Brief:
Reproduce exactly, with no other output, every line of the data below from the line containing "Can you spot the stone" to the end, inclusive.

------------------------------------------------

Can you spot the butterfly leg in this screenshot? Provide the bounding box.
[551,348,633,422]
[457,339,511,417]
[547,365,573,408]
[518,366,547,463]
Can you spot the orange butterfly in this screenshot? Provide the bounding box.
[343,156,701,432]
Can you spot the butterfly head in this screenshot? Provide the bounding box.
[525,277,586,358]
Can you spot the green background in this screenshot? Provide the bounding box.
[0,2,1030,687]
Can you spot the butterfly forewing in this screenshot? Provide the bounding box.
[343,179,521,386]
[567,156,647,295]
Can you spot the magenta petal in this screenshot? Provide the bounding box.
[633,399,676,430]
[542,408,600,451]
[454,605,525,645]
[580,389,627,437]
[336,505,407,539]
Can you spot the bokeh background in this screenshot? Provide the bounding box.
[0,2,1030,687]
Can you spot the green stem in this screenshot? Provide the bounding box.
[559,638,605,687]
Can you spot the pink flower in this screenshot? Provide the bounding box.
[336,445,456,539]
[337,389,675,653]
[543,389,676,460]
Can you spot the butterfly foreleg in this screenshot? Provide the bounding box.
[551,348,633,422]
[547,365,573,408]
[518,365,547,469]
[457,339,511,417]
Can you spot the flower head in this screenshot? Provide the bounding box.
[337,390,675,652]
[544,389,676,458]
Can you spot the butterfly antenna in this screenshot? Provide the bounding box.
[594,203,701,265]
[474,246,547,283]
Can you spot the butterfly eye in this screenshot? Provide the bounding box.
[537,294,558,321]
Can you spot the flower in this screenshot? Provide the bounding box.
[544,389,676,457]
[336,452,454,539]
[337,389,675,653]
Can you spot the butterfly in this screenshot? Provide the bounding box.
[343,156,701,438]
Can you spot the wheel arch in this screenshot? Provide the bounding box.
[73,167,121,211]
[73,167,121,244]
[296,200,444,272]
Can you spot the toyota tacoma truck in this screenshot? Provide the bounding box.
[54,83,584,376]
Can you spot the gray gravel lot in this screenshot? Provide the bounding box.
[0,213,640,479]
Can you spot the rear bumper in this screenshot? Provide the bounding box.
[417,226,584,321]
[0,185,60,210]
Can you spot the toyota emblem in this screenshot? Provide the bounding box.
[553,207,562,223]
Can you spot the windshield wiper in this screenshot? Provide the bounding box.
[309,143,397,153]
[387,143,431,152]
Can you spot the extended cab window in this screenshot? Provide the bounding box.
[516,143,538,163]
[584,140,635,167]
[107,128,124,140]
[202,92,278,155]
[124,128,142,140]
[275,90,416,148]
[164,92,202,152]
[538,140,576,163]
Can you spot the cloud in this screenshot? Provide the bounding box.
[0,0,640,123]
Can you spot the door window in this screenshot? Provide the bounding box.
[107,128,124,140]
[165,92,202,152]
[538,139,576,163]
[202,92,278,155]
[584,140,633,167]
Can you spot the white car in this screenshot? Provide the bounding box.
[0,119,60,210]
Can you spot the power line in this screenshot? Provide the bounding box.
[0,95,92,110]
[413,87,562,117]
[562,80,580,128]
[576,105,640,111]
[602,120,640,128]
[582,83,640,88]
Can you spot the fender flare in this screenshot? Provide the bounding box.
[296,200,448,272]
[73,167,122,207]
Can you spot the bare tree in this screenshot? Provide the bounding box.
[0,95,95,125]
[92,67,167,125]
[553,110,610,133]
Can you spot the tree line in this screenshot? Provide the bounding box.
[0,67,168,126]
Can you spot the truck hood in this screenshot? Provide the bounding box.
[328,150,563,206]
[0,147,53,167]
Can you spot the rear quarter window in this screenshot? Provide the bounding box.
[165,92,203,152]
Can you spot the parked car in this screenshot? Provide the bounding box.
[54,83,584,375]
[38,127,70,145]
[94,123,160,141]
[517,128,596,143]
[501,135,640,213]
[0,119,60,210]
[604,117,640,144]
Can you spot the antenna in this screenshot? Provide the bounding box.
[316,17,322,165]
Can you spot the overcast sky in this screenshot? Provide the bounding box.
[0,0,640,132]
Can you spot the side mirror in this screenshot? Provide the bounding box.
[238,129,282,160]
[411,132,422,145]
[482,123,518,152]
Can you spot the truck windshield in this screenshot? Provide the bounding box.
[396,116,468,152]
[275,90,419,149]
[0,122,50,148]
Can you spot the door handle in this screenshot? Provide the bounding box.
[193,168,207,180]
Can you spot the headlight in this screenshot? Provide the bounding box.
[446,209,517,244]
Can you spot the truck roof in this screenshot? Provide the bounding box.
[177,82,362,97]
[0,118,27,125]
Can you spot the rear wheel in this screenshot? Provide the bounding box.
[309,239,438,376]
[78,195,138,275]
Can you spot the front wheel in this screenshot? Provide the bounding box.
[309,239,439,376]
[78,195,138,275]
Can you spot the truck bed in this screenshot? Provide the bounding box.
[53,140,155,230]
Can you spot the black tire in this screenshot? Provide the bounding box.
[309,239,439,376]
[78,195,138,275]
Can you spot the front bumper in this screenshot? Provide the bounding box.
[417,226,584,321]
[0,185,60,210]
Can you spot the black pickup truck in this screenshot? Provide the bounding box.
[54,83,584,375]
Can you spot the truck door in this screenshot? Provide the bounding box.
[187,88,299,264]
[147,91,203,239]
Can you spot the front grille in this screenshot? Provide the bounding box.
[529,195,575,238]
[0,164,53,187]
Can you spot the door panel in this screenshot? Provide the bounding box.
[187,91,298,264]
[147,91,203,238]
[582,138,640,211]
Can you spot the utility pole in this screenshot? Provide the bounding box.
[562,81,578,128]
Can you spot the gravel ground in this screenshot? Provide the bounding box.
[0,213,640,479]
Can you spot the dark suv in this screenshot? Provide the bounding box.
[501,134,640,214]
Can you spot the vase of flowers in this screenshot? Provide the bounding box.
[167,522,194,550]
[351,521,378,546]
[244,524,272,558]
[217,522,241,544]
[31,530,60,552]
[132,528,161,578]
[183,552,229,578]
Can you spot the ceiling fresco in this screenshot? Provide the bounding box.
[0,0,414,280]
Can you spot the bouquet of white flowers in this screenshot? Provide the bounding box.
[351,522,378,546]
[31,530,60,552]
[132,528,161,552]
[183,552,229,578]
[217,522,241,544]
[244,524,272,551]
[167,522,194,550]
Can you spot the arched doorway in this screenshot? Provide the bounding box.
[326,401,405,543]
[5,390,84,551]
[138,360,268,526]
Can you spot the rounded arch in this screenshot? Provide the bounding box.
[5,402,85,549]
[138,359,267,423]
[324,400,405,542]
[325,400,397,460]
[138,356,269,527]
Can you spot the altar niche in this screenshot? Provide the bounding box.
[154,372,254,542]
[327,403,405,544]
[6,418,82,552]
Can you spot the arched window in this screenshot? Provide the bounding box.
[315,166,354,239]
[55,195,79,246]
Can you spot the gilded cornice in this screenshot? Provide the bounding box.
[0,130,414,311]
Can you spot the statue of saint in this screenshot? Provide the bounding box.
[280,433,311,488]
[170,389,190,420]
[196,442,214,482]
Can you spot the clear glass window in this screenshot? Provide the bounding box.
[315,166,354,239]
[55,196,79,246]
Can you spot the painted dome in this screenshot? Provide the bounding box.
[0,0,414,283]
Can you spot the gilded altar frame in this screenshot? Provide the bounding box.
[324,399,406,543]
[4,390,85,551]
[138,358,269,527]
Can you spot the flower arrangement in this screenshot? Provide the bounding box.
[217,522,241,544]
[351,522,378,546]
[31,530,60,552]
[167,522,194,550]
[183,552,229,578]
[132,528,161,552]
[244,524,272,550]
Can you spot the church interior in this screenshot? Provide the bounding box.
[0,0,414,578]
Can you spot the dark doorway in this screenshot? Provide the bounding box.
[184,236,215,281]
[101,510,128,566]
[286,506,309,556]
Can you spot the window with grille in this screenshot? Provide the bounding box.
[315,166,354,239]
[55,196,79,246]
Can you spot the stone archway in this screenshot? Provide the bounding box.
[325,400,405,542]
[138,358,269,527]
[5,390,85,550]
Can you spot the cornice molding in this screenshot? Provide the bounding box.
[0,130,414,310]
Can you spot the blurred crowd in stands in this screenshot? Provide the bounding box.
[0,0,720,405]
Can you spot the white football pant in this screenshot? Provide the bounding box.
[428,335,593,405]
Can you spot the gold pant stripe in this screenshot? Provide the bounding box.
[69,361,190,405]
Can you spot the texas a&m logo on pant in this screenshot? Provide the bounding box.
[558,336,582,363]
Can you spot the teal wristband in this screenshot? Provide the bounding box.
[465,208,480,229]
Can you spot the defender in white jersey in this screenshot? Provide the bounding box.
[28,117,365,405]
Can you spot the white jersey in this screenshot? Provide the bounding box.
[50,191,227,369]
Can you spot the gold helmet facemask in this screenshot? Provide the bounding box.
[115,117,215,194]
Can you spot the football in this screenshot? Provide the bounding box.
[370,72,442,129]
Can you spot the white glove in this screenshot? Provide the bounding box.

------------------------------------------------

Solution to this exercise:
Can you spot the stone archway in this screenshot? Provide the bounding box.
[325,400,405,542]
[138,358,269,527]
[5,390,85,550]
Can you spot the cornice molding in this screenshot? Provide the bounding box.
[0,130,414,310]
Can you spot the blurred crowd in stands in this screenshot? Provide the bounding box.
[0,0,720,405]
Can you spot the white football pant in this screenshot? Provide the bounding box.
[428,335,593,405]
Can you spot the gold pant stripe in this screenshot? Provide the bounding box.
[69,361,190,405]
Can you spot the texas a&m logo on pant in this screenshot? Provide the bounding box.
[558,336,582,363]
Can you spot the teal wristband in this screenshot? Provide the bounding box.
[465,208,480,229]
Can you spot the defender in white jersey in this screenshot? Provide the bounding box.
[28,117,365,405]
Can you spot the white jersey in this screenshot? Provide the bounding box.
[50,191,227,369]
Can you spot the gold helmet facemask in this screenshot? Provide the bounding box.
[115,117,215,194]
Can you spot the football in this screenshot? Provide the bounding box.
[370,72,442,129]
Can you spot the white glove in this screenshot? Provide the bounding box.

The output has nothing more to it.